**WRITTEN PROBLEM 1:** In the records further down, copy out verbatim everything from the line containing "Provide one point per instance of the bird in" down to the line containing "x=604 y=624", both of those lines included.

**ARTICLE:**
Updating EM factor (to accout for uncertainty in states)

gtsam_unstable/gtsam_unstable.h

@@ -332,6 +332,10 @@ virtual class BetweenFactorEM : gtsam::NonlinearFactor {
   void set_flag_bump_up_near_zero_probs(bool flag);
   bool get_flag_bump_up_near_zero_probs() const;
 
+  void updateNoiseModels(const gtsam::Values& values, const gtsam::NonlinearFactorGraph& graph);
+  Matrix get_model_inlier_cov();
+  Matrix get_model_outlier_cov();
+
   void serializable() const; // enabling serialization functionality
 };
 

gtsam_unstable/slam/BetweenFactorEM.h

@@ -21,6 +21,7 @@
 #include <gtsam/base/Lie.h>
 #include <gtsam/nonlinear/NonlinearFactor.h>
 #include <gtsam/linear/GaussianFactor.h>
+#include <gtsam/nonlinear/Marginals.h>
 
 namespace gtsam {
 
@@ -292,6 +293,77 @@ namespace gtsam {
       return flag_bump_up_near_zero_probs_;
     }
 
+    /* ************************************************************************* */
+    SharedGaussian get_model_inlier() const {
+    	return model_inlier_;
+    }
+
+    /* ************************************************************************* */
+    SharedGaussian get_model_outlier() const {
+    	return model_outlier_;
+    }
+
+    /* ************************************************************************* */
+    Matrix get_model_inlier_cov() const {
+    	return (model_inlier_->R().transpose()*model_inlier_->R()).inverse();
+    }
+
+    /* ************************************************************************* */
+    Matrix get_model_outlier_cov() const {
+    	return (model_outlier_->R().transpose()*model_outlier_->R()).inverse();
+    }
+
+    /* ************************************************************************* */
+    void updateNoiseModels(const gtsam::Values& values, const gtsam::NonlinearFactorGraph& graph){
+    	/* Update model_inlier_ and model_outlier_ to account for uncertainty in robot trajectories
+    	 * (note these are given in the E step, where indicator probabilities are calculated).
+    	 *
+    	 * Principle: R += [H1 H2] * joint_cov12 * [H1 H2]', where H1, H2 are Jacobians of the
+    	 * unwhitened error w.r.t. states, and R is the measurement covariance (inlier or outlier modes).

**WRITTEN PROBLEM 2:** Which header does the EM factor update diff add as a new include in BetweenFactorEM.h?

[Location identification items]
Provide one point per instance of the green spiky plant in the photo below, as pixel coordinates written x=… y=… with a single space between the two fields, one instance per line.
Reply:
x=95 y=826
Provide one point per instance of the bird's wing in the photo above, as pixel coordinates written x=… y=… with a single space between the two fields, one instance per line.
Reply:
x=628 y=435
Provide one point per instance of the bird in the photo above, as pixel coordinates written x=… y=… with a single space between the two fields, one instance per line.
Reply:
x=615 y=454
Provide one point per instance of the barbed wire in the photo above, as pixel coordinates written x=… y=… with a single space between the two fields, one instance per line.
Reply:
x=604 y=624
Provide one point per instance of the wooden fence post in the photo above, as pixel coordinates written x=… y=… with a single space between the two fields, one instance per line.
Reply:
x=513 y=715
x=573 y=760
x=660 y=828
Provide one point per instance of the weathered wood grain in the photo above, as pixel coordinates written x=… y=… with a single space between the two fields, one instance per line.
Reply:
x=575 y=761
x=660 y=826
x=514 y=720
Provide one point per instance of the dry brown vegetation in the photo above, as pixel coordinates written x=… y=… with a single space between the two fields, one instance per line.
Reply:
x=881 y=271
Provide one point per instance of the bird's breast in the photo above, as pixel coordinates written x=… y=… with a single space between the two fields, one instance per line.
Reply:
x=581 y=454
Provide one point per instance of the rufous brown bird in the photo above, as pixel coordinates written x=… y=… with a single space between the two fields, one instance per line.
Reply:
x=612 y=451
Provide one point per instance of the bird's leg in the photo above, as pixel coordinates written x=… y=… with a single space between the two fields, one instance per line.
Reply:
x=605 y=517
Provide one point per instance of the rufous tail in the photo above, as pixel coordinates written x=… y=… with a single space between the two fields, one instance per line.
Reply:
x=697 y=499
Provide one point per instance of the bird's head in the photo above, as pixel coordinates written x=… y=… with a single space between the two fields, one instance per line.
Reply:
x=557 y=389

**CORRECT RESPONSE 1:**
Provide one point per instance of the bird in the photo above, as pixel coordinates written x=… y=… with a single space between the two fields, one instance per line.
Reply:
x=615 y=454
Provide one point per instance of the barbed wire in the photo above, as pixel coordinates written x=… y=… with a single space between the two fields, one instance per line.
Reply:
x=604 y=624

**CORRECT RESPONSE 2:** gtsam/nonlinear/Marginals.h